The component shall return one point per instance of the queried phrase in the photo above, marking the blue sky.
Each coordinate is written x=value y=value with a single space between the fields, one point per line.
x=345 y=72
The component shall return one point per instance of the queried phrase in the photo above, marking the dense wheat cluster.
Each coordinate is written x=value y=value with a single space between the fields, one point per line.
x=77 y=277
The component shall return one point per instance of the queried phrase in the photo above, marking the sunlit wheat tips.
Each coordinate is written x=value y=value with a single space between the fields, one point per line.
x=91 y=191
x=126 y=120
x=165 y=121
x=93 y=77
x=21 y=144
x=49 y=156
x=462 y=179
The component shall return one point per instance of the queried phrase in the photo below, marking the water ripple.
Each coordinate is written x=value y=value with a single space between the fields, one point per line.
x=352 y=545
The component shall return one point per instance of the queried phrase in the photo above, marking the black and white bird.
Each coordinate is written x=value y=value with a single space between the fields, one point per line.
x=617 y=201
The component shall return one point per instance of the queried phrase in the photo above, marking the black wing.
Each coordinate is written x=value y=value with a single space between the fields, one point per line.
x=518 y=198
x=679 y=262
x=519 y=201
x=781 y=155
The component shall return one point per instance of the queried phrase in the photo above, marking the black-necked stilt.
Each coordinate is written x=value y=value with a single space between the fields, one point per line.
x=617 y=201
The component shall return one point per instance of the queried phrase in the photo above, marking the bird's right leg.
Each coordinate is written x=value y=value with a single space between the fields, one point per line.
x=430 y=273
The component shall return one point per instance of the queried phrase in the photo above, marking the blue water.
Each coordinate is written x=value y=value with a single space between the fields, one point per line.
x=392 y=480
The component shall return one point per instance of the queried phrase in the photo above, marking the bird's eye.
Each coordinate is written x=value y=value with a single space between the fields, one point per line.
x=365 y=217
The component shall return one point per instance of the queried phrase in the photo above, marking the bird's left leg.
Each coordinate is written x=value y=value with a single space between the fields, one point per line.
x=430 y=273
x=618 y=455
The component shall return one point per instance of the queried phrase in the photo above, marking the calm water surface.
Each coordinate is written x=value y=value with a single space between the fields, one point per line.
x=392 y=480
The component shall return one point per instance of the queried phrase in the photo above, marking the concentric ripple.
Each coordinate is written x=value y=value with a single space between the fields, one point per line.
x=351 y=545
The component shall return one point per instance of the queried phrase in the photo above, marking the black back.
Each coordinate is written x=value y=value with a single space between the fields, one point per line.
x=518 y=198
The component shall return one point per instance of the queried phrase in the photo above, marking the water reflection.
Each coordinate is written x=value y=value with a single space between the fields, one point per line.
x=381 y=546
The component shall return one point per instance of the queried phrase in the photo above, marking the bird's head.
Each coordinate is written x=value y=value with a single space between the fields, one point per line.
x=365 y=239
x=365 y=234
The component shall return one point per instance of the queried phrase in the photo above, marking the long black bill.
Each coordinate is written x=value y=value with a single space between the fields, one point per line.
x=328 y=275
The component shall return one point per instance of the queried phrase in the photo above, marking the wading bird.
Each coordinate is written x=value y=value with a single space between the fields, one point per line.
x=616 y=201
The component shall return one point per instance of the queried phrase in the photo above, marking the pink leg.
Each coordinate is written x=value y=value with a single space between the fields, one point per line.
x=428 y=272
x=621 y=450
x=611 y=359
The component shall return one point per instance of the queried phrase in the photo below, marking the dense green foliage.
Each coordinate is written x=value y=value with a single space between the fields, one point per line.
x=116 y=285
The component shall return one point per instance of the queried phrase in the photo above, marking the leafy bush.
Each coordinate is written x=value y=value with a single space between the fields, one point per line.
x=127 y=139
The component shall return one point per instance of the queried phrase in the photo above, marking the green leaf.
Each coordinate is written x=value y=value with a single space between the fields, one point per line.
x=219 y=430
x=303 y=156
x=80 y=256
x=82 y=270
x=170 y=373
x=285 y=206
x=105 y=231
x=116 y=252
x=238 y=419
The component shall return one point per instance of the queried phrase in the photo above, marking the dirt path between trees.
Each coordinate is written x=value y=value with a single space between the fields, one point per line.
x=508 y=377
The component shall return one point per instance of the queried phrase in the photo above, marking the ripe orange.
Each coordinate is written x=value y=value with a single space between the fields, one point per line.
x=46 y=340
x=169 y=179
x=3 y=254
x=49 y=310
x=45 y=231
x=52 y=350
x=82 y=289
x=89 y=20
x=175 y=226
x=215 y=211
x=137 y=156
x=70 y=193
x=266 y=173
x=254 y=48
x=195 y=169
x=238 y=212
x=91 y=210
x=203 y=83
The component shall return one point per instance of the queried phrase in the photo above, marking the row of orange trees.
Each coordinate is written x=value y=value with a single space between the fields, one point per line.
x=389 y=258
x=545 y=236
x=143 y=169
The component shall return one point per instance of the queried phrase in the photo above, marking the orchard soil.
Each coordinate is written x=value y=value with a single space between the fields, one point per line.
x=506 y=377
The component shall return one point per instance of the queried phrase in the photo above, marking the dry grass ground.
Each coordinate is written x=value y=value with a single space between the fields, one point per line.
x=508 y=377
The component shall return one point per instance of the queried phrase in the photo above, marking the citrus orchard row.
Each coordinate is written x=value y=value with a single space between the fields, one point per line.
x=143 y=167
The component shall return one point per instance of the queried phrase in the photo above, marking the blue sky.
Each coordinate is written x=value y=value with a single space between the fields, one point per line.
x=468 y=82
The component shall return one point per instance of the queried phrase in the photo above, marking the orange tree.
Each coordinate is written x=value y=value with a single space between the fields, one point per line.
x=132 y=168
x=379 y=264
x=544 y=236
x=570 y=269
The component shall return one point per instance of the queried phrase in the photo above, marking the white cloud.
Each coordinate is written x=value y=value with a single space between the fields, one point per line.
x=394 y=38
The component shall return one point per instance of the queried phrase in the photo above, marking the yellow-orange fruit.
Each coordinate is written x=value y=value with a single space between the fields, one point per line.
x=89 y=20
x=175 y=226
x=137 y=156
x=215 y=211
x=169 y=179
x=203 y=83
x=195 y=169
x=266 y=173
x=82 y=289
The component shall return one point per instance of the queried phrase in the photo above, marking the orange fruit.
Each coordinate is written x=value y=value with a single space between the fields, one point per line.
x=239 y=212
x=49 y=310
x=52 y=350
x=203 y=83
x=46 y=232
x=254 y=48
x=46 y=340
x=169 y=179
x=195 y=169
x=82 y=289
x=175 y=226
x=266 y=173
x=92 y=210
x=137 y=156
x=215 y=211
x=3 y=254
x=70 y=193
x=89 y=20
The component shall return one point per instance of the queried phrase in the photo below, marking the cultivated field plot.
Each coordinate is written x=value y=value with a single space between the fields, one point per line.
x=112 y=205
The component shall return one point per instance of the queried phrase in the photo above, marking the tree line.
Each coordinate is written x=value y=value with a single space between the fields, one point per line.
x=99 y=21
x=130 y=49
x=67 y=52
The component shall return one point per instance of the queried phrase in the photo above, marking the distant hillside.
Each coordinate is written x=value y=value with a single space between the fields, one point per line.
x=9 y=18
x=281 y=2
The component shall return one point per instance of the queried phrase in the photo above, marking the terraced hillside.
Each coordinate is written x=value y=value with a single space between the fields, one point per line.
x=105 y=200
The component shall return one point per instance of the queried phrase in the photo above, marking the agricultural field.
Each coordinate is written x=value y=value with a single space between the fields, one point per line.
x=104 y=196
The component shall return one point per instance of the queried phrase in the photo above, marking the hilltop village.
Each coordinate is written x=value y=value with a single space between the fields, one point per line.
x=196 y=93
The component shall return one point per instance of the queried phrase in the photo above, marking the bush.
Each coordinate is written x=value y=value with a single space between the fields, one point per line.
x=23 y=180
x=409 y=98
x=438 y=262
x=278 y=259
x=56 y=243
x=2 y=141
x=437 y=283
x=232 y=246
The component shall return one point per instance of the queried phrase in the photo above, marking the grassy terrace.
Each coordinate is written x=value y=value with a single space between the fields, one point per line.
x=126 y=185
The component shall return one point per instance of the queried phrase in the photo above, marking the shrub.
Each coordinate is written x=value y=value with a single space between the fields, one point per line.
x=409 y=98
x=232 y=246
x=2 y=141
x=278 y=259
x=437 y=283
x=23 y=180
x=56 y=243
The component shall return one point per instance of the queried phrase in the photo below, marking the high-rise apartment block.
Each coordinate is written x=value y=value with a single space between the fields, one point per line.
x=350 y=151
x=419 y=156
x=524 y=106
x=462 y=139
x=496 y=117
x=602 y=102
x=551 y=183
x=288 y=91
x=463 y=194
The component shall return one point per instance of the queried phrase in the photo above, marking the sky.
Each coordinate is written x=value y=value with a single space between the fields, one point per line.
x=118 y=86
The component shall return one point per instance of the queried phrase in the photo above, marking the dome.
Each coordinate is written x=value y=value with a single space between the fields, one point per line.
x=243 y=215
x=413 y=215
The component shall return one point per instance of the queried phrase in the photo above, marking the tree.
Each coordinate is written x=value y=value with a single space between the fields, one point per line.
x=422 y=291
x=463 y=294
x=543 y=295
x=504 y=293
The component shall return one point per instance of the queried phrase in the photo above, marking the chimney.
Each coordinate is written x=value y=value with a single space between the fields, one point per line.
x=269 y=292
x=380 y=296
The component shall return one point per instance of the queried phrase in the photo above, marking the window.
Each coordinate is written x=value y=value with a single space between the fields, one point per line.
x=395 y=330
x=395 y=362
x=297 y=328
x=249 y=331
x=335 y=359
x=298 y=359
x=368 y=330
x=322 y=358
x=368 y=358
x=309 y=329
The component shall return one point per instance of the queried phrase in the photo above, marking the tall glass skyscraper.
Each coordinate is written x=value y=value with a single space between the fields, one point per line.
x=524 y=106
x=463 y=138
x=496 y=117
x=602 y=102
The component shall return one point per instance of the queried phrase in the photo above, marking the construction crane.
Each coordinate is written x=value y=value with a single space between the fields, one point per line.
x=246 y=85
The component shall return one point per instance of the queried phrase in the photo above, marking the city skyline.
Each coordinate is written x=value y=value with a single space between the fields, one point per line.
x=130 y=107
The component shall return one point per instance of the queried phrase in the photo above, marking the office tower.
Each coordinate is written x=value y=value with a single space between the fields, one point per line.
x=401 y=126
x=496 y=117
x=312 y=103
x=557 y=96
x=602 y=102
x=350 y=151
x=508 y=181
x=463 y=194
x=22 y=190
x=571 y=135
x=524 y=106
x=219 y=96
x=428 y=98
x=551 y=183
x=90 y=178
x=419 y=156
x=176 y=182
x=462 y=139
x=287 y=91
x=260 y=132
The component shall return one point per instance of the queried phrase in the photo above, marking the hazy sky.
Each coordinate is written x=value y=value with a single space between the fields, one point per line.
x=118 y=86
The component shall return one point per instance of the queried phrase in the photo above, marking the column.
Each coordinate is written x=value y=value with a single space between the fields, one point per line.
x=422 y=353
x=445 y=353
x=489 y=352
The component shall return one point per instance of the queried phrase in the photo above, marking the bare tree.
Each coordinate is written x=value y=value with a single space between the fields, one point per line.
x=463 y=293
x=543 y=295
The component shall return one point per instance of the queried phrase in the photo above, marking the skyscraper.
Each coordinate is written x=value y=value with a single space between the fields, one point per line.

**Short exercise**
Convert the lines starting at the line containing "of orange trees." and ending at the line containing "x=143 y=169", inclusive, into a JSON array of strings with one string per line, omitting blank lines.

**Result of this task**
[
  "The component shall return one point per instance of the queried phrase in the photo above, marking the row of orange trees.",
  "Each coordinate is written x=value y=value with a single space between the fields, one point per line.",
  "x=389 y=258",
  "x=545 y=236",
  "x=143 y=169"
]